EXTRACT PROVIDED below:
TOKYO, Japan – (Reuters): Japan’s 2020 Olympics committee may seek more vaccine donations to make the rescheduled Games as safe as possible, the Tokyo 2020 executive director said after a board meeting yesterday, emphasising that there had been no talk of further delays.
The Olympics have already been postponed for a year amid global concerns about how organisers can keep volunteers, athletes, officials and the Japanese public safe when they begin on July 23 after a fourth wave of infections. Tokyo 2020 CEO, Toshiro Muto, flatly denied that there was talk of cancellation or postponement at the executive board meeting.
“There was no talk about it at all,” he told reporters.
Instead, he spoke of the possibility of looking for more vaccines, adding that “there is an ongoing discussion about whether we should vaccinate Olympic-related personnel more broadly.”
Most people in Japan are opposed to holding the games, polls have shown; and a top virologist and adviser to the Japanese government was quoted yesterday as saying it was impossible to have games without risk.
Tohoku University professor Hitoshi Oshitani was an architect of Japan’s ‘Three Cs’ approach to the pandemic, which advises avoiding closed spaces, crowds and close contact.
End of EXTRACT PROVIDED.
INFORMATION below:
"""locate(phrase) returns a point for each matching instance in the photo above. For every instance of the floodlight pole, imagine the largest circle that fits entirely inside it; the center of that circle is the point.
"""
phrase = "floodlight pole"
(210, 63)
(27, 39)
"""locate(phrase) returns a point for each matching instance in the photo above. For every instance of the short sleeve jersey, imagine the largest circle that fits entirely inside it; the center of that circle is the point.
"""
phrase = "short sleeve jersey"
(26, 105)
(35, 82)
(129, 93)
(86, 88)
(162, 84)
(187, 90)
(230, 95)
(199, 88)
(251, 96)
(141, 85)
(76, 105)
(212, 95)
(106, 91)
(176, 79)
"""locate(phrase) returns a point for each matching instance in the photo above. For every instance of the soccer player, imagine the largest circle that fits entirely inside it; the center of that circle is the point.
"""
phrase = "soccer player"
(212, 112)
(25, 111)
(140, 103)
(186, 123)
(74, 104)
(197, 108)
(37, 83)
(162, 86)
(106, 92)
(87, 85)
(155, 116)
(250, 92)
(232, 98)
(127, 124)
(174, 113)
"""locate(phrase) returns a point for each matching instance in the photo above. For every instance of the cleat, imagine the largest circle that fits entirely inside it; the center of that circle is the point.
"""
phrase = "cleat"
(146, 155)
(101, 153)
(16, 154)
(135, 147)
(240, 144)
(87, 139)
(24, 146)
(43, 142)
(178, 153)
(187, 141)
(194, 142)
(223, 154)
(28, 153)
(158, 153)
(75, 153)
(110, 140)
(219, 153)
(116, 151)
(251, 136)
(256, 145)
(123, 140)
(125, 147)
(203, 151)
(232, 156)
End of INFORMATION.
▸ INSTRUCTIONS:
A - Sum up the Tokyo Olympics news report in two sentences.
B - Answer these questions using the Tokyo Olympics news report:
(i) On what date are the Games set to begin?
(ii) At which university is Hitoshi Oshitani a professor?
(iii) What three things does the "Three Cs" approach advise avoiding?
C - Write the next part of the Tokyo Olympics news report, picking up after its last sentence.

▸ ANSWER LIST:
A - Tokyo 2020 organizers may seek more vaccine donations to make the postponed Games, due to begin on July 23, as safe as possible, and CEO Toshiro Muto denied that cancellation or further delay came up at the executive board meeting. Polls show most people in Japan oppose holding the Games, and Hitoshi Oshitani, an adviser to the government, was quoted as saying the Games could not be held without risk.

B -
(i) July 23
(ii) Tohoku University
(iii) Closed spaces, crowds and close contact

C -
“It is 100 percent impossible to have an Olympic Games without risk … of spreading the infection in Japan and also in other countries after the Games,” the London Times quoted Oshitani as saying. “There are several countries that do not have many cases and others that do not have variants. We must not make the Olympic Games (an occasion) to spread the virus to these countries,” he added, noting that most countries lack vaccines.
However, a former Olympian turned public health expert said she believed the Games can be held with an acceptable level of risk.
“There will be cases, but having a case or a couple of cases does not mean it was a failure,” Tara Kirk Sell, a professor at the Johns Hopkins Bloomberg School of Public Health, told Reuters yesterday. Event organisers’ playbooks detailing test regimes and movement restrictions for athletes and other visitors “describe a good strategy” to minimise contagion, Sell added.
Praying for safe games
Media arriving from abroad to cover the Games will be closely monitored to ensure they do not leave pre-registered areas such as hotels and sports venues, said Tokyo 2020 president Seiko Hashimoto. He also said that staff related to the Japan Olympics were expected to start getting vaccinated in mid-June.
“… We are still in a very difficult situation, but we have seen a gradual decrease in infections in Tokyo, and I pray that the pandemic is brought under control as soon as possible,” Hashimoto said at the start of the Tokyo 2020 board meeting. Japan has been spared the explosive outbreaks seen elsewhere, but has recorded more than 760 000 cases and more than 13 600 deaths. Tokyo and other regions are under a state of emergency as the nation battles a fourth wave that is depleting hospitals.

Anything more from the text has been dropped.